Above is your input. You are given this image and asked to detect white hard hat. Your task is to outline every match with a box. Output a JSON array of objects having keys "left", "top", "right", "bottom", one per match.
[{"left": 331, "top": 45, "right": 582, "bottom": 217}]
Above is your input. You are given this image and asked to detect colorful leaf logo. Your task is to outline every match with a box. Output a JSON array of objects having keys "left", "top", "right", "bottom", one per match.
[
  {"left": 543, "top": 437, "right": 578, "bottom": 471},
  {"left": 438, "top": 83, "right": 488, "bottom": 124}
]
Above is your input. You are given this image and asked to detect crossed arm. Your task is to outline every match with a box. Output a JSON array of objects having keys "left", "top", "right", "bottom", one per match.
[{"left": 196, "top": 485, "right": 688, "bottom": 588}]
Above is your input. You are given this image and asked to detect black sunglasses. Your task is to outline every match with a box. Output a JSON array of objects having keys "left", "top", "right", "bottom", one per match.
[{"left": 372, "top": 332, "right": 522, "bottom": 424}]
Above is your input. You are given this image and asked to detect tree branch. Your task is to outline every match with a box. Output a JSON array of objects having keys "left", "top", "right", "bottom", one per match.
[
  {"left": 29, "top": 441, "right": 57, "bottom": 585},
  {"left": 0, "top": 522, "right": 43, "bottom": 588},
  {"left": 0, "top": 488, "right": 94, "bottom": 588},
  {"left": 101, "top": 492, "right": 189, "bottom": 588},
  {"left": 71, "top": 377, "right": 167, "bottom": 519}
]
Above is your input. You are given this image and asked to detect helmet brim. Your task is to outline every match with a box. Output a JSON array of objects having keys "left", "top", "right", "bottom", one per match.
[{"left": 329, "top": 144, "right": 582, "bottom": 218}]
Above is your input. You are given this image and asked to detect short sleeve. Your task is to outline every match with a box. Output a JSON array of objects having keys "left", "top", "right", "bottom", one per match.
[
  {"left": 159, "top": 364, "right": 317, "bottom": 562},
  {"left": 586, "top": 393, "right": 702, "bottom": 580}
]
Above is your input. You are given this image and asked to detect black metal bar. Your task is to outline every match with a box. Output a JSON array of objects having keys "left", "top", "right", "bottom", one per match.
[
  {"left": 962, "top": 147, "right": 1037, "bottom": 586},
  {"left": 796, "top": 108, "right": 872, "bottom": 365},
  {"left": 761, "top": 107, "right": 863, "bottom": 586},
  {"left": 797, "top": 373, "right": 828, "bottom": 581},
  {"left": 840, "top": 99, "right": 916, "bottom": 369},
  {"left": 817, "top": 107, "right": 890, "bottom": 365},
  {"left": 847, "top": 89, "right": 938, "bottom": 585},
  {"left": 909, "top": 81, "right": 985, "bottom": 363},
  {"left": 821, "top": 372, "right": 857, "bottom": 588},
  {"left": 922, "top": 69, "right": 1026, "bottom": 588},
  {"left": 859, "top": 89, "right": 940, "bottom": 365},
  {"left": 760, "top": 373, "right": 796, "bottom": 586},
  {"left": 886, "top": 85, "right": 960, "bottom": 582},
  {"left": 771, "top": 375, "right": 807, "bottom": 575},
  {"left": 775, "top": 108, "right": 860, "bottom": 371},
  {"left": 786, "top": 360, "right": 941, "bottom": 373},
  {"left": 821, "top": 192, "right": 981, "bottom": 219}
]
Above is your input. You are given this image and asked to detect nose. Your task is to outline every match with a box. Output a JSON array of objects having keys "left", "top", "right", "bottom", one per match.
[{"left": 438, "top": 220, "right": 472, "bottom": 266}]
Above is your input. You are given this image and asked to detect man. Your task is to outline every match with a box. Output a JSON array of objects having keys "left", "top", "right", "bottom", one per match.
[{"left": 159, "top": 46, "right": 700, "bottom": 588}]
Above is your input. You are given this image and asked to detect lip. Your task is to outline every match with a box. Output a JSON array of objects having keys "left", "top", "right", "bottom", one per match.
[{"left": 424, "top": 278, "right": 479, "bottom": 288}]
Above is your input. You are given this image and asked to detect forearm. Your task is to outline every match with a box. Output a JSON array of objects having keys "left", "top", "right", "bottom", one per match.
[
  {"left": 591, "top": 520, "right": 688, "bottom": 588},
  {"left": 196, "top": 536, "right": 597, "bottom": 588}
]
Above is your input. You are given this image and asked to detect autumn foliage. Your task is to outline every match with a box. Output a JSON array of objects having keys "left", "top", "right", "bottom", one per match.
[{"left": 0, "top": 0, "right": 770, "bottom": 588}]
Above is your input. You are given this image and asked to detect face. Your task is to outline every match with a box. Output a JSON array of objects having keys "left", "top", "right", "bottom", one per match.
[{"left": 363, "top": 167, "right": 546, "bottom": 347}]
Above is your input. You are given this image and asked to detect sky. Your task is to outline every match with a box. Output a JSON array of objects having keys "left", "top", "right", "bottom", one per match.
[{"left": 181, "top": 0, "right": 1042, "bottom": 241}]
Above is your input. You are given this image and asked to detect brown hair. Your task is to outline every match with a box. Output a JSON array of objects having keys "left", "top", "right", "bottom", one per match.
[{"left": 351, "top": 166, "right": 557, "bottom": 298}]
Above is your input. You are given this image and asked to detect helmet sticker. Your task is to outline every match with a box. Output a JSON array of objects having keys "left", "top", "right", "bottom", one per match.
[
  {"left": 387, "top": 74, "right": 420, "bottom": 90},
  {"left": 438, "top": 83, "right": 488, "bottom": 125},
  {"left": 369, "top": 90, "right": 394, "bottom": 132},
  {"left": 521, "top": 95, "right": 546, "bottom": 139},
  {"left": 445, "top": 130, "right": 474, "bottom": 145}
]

## What to work on
Collect every line from the items above that contains the string "helmet", copying each one in full.

## The completed task
Above is your input. You are given this image and asked to detect helmet brim. Your task is to outline every match with a box. Output a JSON array of objects having keys "left", "top", "right", "bottom", one per match.
Above is your input. You are given this image and asked to detect helmet sticker. Your task is to outline every match with a box. Output a JSON array of objects having keys "left", "top", "right", "bottom", one per match.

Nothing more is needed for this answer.